= Given text =
Segment Open
Tfw feelin good brah
Im happy
Fun
Enjoying life

Rip festival
Be where the fun is at
Be the life of the party

We all gonna make it brah.


RE: DMSI 3.3.2 - of becoming and being a G - Kol - 11-08-2020

It all comes diwn to fear. We know that, I know understand it full circle.

Had a dream last night in which I was at an event. I was tristan tate. This girl came up to me, and said to me "come with me, you have to meet someone"
I flipped the script on her and told her "you go out, go find the person, and bring the person to me" giving her a task. She co-operated with that, and she followed up with my directtions, while I was just in my element.

Also, fear gives me restlessness, like fire in my base chakra. Its really uncomfortable.

As I write this at the parkinglot in front of the gym, these 2 girls are chatting on my left. The blond keeps glancing at me. Im done with fear and hesitation and lack of agressiveness.

Time to get the test levels up now.


RE: DMSI 3.3.2 - of becoming and being a G - Kol - 11-14-2020

Alright, time to get back on DMSI. November 14th first night starting now.

Im seeing things in a whole new light now. More..levelheaded regarding fears. For me its pure internal fear. Thats all there is. Not the girls or anything,, it all comes down to within. The rest is gucci. Its all a consequence. As within, so without.

So,now im running my first loop, and DMSI kicks already in like a hammer. It gets to work instantly.

Ive had numerous occassions that I wanted to run OF 5.75, as a way to go direct into fear itself, due to my conclusion of my issues. Selfbelief, selfesteem, etc, all revolving around self.
Segment Closed
= Data listing =
Segment Open
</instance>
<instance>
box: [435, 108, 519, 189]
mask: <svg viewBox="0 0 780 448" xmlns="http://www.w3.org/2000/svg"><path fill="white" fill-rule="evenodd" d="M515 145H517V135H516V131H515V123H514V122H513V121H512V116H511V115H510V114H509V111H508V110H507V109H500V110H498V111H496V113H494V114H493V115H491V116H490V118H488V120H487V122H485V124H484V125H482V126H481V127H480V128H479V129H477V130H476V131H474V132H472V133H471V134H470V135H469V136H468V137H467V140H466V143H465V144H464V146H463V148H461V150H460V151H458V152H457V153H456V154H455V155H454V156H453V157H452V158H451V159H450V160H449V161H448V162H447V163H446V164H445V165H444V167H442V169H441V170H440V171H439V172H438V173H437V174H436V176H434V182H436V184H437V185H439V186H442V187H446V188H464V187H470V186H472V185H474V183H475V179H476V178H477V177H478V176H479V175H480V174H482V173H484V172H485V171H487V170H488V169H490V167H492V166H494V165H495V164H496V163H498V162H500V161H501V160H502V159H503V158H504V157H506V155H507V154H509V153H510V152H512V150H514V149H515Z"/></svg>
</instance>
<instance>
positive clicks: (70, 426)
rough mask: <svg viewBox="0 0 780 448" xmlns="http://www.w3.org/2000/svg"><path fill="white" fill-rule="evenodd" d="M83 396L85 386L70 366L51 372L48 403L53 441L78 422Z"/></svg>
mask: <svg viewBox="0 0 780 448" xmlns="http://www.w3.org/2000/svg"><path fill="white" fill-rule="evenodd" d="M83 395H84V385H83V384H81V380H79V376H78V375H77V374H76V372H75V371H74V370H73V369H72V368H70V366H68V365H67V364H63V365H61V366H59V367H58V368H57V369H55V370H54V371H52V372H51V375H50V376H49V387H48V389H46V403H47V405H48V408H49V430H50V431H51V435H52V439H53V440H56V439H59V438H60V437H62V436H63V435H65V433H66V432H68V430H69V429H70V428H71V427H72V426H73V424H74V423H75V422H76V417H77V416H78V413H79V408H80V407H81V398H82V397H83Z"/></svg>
Segment Closed
= Tasks for this exercise =
**a)** Answer these questions from the forum posts on fear, one answer per line, each marked to match:
(i) Who was the writer in the dream described?
(ii) Where was the writer sitting while writing the post dated 11-08-2020?
(iii) On what date does the writer say the first night back on DMSI begins?
**b)** Carry on the forum posts on fear from the point where they end.
The data come from a separate source.

= Exercise results =
**a)**
(i) Tristan Tate
(ii) In the parking lot in front of the gym
(iii) November 14th

**b)**
Still, the complete break, although I felt no heat after a few days, DMSI was still going. Headsnaps, people being submissive, overly apologizing, me being witty and bantering. Fear removal ( okay?) Was a factor. Ourspoken and dominant, fun, life of the party. I moved more solid atleast. Banter in the form of a coworker getting me to do stuff, to which is refused and told "you aint getting in my head" it was fun. He kept apologizing, re-assuring it was all jokes, to which I was like "bro, im all good, no worries, its all in fun spirit)

My edge is back. When im out and I notice a situation, I directly go in. Lets say, 2 girls are somewhat banyeting with eachother. I hook, take over, play, and am just playing with them. I really missed that. I used to do that when I was listening to corey skyy, which led me to make outs and just pulling women with ease. I realized this and how I forgot about it, and was like "damn bro, really? Kinda sad how I forgot my edge, my witt, my confidence"

Im feeling super chill and euphoric now ( 15 min in first loop ) running masked.

I feel things literally dissolving and melting away. I feel silky and soft like a baby. What a pimp ass baby.

Ohyeah,before I started my loops, I had the strong urge to go back unto UMS, but the difference between FRM versions got me picking DMSI. UMS as in having fears around that and wanting to yolo into bitcoin. I feel I cant fully actualize until im 100% in control of my life. 9/5 aint my thing. I need those fears gone and get it cracking. Especially now in this rona shit, the urge and drive is huge, I see no other way.

It comes to 2 things for me. Money and women. Something duke togo has coined, about that they are similar in mastery.


RE: DMSI 3.3.2 - of becoming and being a G - Kol - 11-14-2020

Im in my 2nd loop right now and Im having some really strong stuff going on now. Look...

Since I had my break from DMSI, I was pondering over DMSI, and how I understood it. I was worried that it would put me in a female, blue pill, choosing signal kind of role. Like, yanno, the girl approaching you, leading you to sex, etc etc,blue pill chump game. Something that is counter to masculine leading as that also spills over in other areas of life. Leading your life, grabbing it by the balls, business, women, bedroom/sex and leading in general. There is order to the nature of this all.

Now im understanding DMSI aint about that.

It makes me MSI. Maximum sexually irresistable. No-one talked about no cold approaching or anything, being a lil flower in the rain, while hoping the hot sexy girl approaches you. Thats pretty pathetic tbh. Its like a reverse waiting on prince charming or something.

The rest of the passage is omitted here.